__JOB__: Reproduce the material below, swapping "record the position" for "note the coordinates" wherever it occurs and leaving everything else unchanged.

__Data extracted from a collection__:
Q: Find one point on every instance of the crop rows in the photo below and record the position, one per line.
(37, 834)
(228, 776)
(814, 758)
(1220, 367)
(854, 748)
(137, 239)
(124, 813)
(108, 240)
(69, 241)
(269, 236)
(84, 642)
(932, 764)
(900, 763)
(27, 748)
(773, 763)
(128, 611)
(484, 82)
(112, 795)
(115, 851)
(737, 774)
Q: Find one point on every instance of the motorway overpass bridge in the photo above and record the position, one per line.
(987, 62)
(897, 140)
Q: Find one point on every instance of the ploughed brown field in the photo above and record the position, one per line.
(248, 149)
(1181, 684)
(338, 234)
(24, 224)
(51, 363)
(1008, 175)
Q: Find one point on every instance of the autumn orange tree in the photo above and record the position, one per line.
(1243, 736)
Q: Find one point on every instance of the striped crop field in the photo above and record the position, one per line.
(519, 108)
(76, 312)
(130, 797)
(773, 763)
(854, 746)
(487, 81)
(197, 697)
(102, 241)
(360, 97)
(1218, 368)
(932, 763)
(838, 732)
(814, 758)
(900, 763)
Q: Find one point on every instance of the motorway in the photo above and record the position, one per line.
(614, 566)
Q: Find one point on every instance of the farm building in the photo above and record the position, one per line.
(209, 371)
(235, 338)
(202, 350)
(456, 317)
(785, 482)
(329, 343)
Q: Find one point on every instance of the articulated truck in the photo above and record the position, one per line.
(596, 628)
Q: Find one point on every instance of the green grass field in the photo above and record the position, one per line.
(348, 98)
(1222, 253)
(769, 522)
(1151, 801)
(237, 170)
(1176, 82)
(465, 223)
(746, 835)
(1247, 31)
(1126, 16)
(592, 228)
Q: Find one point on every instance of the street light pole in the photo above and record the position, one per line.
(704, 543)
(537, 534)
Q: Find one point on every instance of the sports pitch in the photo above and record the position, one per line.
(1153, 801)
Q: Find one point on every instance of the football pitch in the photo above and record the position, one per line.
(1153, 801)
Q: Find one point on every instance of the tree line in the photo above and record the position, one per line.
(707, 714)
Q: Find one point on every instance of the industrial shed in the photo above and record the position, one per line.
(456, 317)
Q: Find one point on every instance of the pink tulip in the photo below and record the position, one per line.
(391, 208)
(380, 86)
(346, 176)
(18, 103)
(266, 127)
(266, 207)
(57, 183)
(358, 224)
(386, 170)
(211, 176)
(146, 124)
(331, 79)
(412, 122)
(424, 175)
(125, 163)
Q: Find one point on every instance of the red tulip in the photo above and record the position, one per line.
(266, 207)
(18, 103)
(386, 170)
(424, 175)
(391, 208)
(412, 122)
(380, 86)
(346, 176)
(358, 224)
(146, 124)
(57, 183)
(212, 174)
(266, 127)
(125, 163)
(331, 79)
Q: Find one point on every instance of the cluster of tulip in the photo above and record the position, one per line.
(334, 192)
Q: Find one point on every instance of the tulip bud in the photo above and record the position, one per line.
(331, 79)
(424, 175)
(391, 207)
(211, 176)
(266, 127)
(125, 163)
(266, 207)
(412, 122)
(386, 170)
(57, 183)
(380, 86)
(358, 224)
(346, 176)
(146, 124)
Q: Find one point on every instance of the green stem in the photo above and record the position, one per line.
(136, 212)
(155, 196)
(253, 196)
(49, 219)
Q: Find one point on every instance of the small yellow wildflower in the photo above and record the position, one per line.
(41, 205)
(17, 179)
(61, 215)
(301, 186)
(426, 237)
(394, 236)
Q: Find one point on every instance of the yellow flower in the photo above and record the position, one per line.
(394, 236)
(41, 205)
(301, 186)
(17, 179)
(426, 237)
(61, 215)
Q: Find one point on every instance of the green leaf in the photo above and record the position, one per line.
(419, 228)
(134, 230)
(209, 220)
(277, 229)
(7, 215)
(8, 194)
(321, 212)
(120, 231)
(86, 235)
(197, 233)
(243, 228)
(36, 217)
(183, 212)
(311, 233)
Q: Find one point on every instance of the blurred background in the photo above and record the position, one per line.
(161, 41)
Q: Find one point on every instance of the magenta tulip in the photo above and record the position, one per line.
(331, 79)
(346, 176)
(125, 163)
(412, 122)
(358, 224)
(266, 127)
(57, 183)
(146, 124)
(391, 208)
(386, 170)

__THE REPLY__:
Q: Find one point on every instance of the crop rows in the photo below and note the coordinates, one per line.
(37, 834)
(228, 776)
(814, 758)
(1220, 367)
(854, 748)
(137, 239)
(124, 813)
(108, 240)
(69, 241)
(269, 236)
(84, 642)
(932, 764)
(900, 763)
(27, 748)
(773, 763)
(128, 611)
(484, 82)
(112, 795)
(115, 851)
(737, 774)
Q: Find one point on every instance of the motorway overpass bridge in the photo above and note the coordinates, one per line.
(987, 62)
(897, 140)
Q: Find one point on every instance of the ploughed brown field in the photo above and note the coordinates, one per line.
(248, 149)
(1181, 684)
(338, 234)
(24, 224)
(51, 363)
(1008, 175)
Q: Find one point on every instance of the autumn orange tree in the photo above and note the coordinates, one per line.
(1243, 736)
Q: Find one point on every instance of the striped crop field in the photo above and note the coordinates, one per line.
(519, 108)
(76, 312)
(130, 797)
(773, 763)
(854, 746)
(487, 81)
(197, 697)
(102, 241)
(360, 97)
(1218, 368)
(932, 763)
(838, 732)
(814, 758)
(900, 763)
Q: Find one point on every instance of the motorway in the photo above and note the coordinates, one per line.
(614, 566)
Q: Find one point on every instance of the farm building in the photo above and note the coordinates, one per line.
(209, 371)
(235, 338)
(202, 350)
(456, 317)
(785, 482)
(329, 343)
Q: Find one point on every instance of the articulated truck in the photo above and note the coordinates, one per line.
(596, 628)
Q: Find one point on every instance of the green grass field in the photo above and note the coordinates, one per line.
(348, 98)
(1222, 253)
(769, 522)
(1151, 801)
(237, 170)
(1176, 82)
(465, 223)
(746, 835)
(1247, 31)
(1126, 16)
(592, 228)
Q: Find one point on every instance of the street light pole in the photo above and note the coordinates, one per line.
(704, 543)
(537, 534)
Q: Find one point on every instance of the sports pitch in the photo above and note the coordinates, one per line.
(1153, 801)
Q: Find one point on every instance of the football pitch in the photo above and note the coordinates, one per line.
(1153, 801)
Q: Find one point on every instance of the tree line in the photo above and note the coordinates, one per line.
(707, 714)
Q: Find one point on every instance of the industrial shed in the photo above and note the coordinates, one per line.
(456, 317)
Q: Find one point on every instance of the pink tulip in the photo below and note the coordinates, one per line.
(391, 208)
(380, 86)
(346, 176)
(18, 103)
(266, 127)
(266, 207)
(57, 183)
(358, 224)
(386, 170)
(211, 176)
(146, 124)
(331, 79)
(412, 122)
(424, 175)
(125, 163)
Q: Find one point on every instance of the red tulip in the photo above and note the coordinates, one per line.
(266, 207)
(18, 103)
(386, 170)
(424, 175)
(391, 208)
(412, 122)
(380, 86)
(346, 176)
(358, 224)
(146, 124)
(57, 183)
(212, 174)
(266, 127)
(125, 163)
(331, 79)
Q: Find one point on every instance of the cluster of tulip in the photo above and note the coordinates, one per line.
(334, 192)
Q: Find one point on every instance of the tulip bud in the photo above and note the coordinates, one per line.
(331, 79)
(424, 175)
(391, 207)
(211, 176)
(266, 127)
(125, 163)
(266, 207)
(412, 122)
(386, 170)
(57, 183)
(380, 86)
(358, 224)
(346, 176)
(146, 124)
Q: Find one point on every instance of the green stem in the photo above and note the coordinates, one per line.
(136, 212)
(155, 196)
(253, 196)
(49, 219)
Q: Find one point on every instance of the small yellow wildflower in the photo above and note the coordinates, one per line.
(41, 205)
(17, 179)
(61, 215)
(301, 186)
(426, 237)
(394, 236)
Q: Find one point on every instance of the yellow flower in the photo above and note the coordinates, one per line.
(394, 236)
(41, 205)
(301, 186)
(17, 179)
(426, 237)
(61, 215)
Q: Find one point on every instance of the green leaf in the photo above and note the coordinates, one per line.
(419, 228)
(134, 230)
(209, 220)
(277, 229)
(7, 215)
(8, 194)
(321, 212)
(120, 231)
(86, 235)
(197, 233)
(243, 228)
(36, 217)
(183, 212)
(311, 233)
Q: Find one point on every instance of the blurred background in the photo above and note the coordinates, one per line.
(161, 41)
Q: Find one point on every instance of the magenta tulip in the photo above and note the coordinates, one per line.
(331, 79)
(346, 176)
(125, 163)
(412, 122)
(358, 224)
(266, 127)
(57, 183)
(146, 124)
(391, 208)
(386, 170)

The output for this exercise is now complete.